**Prompt 1**
In the Perl script patch, rewrite the passage from "use strict is" to "easier to read.", changing "typos" to "misspellings".
**Prompt 2**
Continue the Perl script patch past its last line.

**Text segment**
From cf29ab1933e0284c8db06f9aaf06561c99cefa0a Mon Sep 17 00:00:00 2001
From: Daniel Gustafsson <daniel@yesql.se>
Date: Mon, 31 Oct 2016 15:55:47 +0100
Subject: [PATCH 2/5] Make all scripts use strict and rearrange logic

use strict is enforcing good hygiene in the code and protects against
introducing new variables (and with them subtle bugs) due to typos in
variable names (among other things). Also rearrange a few loops to
avoid breaking out of loops early to make it easier to read.
---
 src/backend/utils/mb/Unicode/UCS_to_EUC_CN.pl      | 13 ++--
 .../utils/mb/Unicode/UCS_to_EUC_JIS_2004.pl        | 43 ++++++------
 src/backend/utils/mb/Unicode/UCS_to_EUC_KR.pl      |  3 +-
 src/backend/utils/mb/Unicode/UCS_to_EUC_TW.pl      |  3 +-
 src/backend/utils/mb/Unicode/UCS_to_GB18030.pl     | 13 ++--
 src/backend/utils/mb/Unicode/UCS_to_JOHAB.pl       |  3 +-
 .../utils/mb/Unicode/UCS_to_SHIFT_JIS_2004.pl      | 77 ++++++++++------------
 src/backend/utils/mb/Unicode/UCS_to_UHC.pl         | 13 ++--
 src/backend/utils/mb/Unicode/UCS_to_most.pl        | 10 +--
 src/backend/utils/mb/Unicode/convutils.pm          |  2 +
 10 files changed, 90 insertions(+), 90 deletions(-)

diff --git a/src/backend/utils/mb/Unicode/UCS_to_EUC_CN.pl b/src/backend/utils/mb/Unicode/UCS_to_EUC_CN.pl
index a290931..d9e112b 100755
--- a/src/backend/utils/mb/Unicode/UCS_to_EUC_CN.pl
+++ b/src/backend/utils/mb/Unicode/UCS_to_EUC_CN.pl
@@ -13,13 +13,14 @@
 # where the "u" field is the Unicode code point in hex,
 # and the "b" field is the hex byte sequence for GB18030
 
+use strict;
 require "convutils.pm";
 
-$this_script = $0;
+my $this_script = $0;
 
 # Read the input
 
-$in_file = "gb-18030-2000.xml";
+my $in_file = "gb-18030-2000.xml";
 
 open(my $fd, '<', $in_file) || die("cannot open $in_file");
 
@@ -28,11 +29,11 @@ my @mapping;
 while (<$fd>)

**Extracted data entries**
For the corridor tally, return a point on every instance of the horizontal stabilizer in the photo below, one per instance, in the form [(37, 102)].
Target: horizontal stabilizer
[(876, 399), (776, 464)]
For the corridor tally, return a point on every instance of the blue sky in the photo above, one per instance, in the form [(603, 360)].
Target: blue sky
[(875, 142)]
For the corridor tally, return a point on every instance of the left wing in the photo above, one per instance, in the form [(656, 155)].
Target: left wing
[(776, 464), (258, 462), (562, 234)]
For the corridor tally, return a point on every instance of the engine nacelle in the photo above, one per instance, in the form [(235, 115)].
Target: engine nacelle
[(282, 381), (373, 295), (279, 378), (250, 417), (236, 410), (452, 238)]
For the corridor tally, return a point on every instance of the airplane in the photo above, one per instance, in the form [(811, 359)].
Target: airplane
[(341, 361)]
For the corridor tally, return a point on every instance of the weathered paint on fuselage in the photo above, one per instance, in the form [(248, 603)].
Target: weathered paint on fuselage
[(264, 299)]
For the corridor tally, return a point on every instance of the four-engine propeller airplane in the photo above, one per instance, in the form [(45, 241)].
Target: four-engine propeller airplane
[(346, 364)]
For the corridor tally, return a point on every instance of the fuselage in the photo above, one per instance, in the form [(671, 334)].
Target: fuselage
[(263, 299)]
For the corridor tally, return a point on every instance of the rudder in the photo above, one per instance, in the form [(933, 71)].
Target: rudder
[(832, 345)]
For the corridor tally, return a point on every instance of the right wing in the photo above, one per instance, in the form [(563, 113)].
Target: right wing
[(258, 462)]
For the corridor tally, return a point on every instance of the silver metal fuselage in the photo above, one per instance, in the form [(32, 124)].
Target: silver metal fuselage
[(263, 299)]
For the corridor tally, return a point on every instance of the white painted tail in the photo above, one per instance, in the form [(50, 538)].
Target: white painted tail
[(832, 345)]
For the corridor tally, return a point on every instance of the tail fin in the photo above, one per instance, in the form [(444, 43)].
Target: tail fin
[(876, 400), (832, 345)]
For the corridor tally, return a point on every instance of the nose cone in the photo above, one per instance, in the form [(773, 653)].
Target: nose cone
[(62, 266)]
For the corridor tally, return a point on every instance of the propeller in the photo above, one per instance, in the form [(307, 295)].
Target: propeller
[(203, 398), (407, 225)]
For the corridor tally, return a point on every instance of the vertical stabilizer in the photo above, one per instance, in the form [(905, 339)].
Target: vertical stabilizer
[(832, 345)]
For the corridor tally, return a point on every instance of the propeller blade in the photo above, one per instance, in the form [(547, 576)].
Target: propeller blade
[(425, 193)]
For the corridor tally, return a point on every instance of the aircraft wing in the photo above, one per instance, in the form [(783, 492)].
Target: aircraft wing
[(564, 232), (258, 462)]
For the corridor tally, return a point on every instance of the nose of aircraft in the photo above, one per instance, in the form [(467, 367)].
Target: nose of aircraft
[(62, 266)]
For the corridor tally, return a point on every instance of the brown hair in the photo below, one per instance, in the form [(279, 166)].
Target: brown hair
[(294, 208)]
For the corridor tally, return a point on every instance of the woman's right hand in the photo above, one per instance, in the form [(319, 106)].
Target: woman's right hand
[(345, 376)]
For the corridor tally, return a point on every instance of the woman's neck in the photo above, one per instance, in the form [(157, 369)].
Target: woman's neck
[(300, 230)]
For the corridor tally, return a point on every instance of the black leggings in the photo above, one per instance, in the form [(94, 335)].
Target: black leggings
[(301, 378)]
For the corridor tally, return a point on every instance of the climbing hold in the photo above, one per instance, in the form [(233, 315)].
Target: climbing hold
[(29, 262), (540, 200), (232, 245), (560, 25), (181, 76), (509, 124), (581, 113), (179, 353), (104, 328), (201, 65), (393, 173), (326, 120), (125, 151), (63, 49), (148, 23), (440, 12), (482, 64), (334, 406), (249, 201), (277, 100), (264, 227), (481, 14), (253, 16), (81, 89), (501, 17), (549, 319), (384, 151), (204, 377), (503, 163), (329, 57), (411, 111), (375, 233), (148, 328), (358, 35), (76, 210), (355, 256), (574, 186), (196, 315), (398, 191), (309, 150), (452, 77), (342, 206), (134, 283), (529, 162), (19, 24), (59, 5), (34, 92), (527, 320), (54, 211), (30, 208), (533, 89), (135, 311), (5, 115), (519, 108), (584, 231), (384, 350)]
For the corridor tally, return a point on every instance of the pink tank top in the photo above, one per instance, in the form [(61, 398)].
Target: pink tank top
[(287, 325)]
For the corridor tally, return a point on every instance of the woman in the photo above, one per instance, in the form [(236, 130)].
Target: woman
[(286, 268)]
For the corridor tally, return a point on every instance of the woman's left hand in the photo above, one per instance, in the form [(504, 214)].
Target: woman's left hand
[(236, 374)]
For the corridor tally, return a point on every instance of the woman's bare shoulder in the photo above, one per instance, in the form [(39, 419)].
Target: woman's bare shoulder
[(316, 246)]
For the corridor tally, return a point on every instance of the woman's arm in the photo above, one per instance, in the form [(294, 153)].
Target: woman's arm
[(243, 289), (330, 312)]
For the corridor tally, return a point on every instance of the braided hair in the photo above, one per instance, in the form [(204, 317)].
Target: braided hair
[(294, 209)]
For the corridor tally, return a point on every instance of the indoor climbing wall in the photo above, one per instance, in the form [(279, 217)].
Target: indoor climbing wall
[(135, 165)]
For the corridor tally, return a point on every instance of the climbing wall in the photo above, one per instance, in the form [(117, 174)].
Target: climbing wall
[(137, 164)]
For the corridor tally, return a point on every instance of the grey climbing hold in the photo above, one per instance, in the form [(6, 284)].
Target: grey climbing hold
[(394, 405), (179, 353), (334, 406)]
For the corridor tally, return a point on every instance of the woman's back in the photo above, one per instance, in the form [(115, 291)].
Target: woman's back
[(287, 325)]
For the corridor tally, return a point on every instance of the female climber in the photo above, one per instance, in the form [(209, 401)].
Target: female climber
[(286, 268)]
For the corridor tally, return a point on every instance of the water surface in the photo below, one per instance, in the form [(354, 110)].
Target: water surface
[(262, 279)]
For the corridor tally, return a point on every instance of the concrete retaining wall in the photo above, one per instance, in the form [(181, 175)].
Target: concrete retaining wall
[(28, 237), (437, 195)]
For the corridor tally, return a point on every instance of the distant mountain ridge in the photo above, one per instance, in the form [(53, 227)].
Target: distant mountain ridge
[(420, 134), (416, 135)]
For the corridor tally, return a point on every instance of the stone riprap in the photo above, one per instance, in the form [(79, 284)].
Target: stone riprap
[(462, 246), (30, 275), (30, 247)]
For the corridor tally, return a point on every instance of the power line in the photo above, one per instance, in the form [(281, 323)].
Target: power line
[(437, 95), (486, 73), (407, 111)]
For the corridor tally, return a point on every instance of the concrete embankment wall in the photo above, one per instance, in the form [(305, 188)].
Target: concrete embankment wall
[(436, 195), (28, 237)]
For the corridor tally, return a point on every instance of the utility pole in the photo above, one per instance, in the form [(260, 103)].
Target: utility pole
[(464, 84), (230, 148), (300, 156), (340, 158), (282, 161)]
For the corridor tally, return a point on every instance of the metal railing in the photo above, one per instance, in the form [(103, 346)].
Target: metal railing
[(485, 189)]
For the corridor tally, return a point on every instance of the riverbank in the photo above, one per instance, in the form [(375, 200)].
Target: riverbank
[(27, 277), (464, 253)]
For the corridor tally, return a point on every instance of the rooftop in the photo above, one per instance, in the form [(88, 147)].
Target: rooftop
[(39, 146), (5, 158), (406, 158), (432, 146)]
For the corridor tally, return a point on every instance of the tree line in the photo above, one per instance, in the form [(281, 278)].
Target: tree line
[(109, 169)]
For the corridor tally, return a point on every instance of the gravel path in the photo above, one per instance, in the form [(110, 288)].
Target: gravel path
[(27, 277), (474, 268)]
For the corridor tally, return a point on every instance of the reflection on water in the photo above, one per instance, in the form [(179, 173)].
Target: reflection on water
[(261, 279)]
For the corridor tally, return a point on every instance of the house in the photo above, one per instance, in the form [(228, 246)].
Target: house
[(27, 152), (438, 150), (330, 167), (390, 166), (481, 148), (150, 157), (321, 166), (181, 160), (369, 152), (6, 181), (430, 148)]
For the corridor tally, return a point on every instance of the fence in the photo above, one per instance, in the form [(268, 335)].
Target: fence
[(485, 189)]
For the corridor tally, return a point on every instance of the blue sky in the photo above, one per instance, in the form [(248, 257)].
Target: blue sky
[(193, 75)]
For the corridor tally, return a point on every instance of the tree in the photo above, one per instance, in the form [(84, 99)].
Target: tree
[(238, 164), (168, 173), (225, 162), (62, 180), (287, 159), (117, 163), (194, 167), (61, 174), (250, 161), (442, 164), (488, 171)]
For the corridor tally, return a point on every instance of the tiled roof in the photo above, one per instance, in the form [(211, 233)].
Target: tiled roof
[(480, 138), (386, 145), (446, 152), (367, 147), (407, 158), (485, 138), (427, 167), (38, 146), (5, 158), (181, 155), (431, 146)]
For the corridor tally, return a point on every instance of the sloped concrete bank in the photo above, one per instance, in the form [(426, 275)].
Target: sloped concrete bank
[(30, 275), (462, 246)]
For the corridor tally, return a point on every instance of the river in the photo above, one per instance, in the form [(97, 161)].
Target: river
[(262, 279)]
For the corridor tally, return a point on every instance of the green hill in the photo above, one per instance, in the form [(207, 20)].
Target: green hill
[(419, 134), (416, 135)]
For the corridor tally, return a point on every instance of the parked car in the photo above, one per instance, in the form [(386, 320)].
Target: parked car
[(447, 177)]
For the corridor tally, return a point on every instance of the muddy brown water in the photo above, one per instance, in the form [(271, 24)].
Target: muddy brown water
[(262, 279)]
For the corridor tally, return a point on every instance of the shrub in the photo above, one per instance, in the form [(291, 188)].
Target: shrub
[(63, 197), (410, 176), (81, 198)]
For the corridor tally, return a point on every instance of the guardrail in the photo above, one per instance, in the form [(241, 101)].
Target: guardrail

**Expected output 1**
use strict is enforcing good hygiene in the code and protects against
introducing new variables (and with them subtle bugs) due to misspellings in
variable names (among other things). Also rearrange a few loops to
avoid breaking out of loops early to make it easier to read.

**Expected output 2**
 {
 	next if (!m/<a u="([0-9A-F]+)" b="([0-9A-F ]+)"/);
-	$u = $1;
-	$c = $2;
+	my $u = $1;
+	my $c = $2;
 	$c =~ s/ //g;
-	$ucs  = hex($u);
-	$code = hex($c);
+	my $ucs  = hex($u);
+	my $code = hex($c);
 
 	# The GB-18030 character set, which we use as the source, contains
 	# a lot of extra characters on top of the GB2312 character set that
diff --git a/src/backend/utils/mb/Unicode/UCS_to_EUC_JIS_2004.pl b/src/backend/utils/mb/Unicode/UCS_to_EUC_JIS_2004.pl
index aff0d35..b170df7 100755
--- a/src/backend/utils/mb/Unicode/UCS_to_EUC_JIS_2004.pl
+++ b/src/backend/utils/mb/Unicode/UCS_to_EUC_JIS_2004.pl
@@ -7,13 +7,14 @@
 # Generate UTF-8 <--> EUC_JIS_2004 code conversion tables from
 # "euc-jis-2004-std.txt" (http://x0213.org)
 
+use strict;
 require "convutils.pm";
 
-$this_script = $0;
+my $this_script = $0;
 
 # first generate UTF-8 --> EUC_JIS_2004 table
 
-$in_file = "euc-jis-2004-std.txt";
+my $in_file = "euc-jis-2004-std.txt";
 
 open(my $fd, '<', $in_file) || die("cannot open $in_file");
 
@@ -23,38 +24,36 @@ while (my $line = <$fd>)
 {
 	if ($line =~ /^0x(.*)[ \t]*U\+(.*)\+(.*)[ \t]*#(.*)$/)
 	{
-		$c              = $1;
-		$u1             = $2;
-		$u2             = $3;
-		$rest           = "U+" . $u1 . "+" . $u2 . $4;
-		$code           = hex($c);
-		$ucs1           = hex($u1);
-		$ucs2           = hex($u2);
+		my $c              = $1;
+		my $u1             = $2;
+		my $u2             = $3;
+		my $rest           = "U+" . $u1 . "+" . $u2 . $4;
+		my $code           = hex($c);
+		my $ucs1           = hex($u1);
+		my $ucs2           = hex($u2);
 
 		push @all, { direction => 'both',
 					 ucs => $ucs1,
 					 ucs_second => $ucs2,
 					 code => $code,
 					 comment => $rest };
-		next;
 	}
 	elsif ($line =~ /^0x(.*)[ \t]*U\+(.*)[ \t]*#(.*)$/)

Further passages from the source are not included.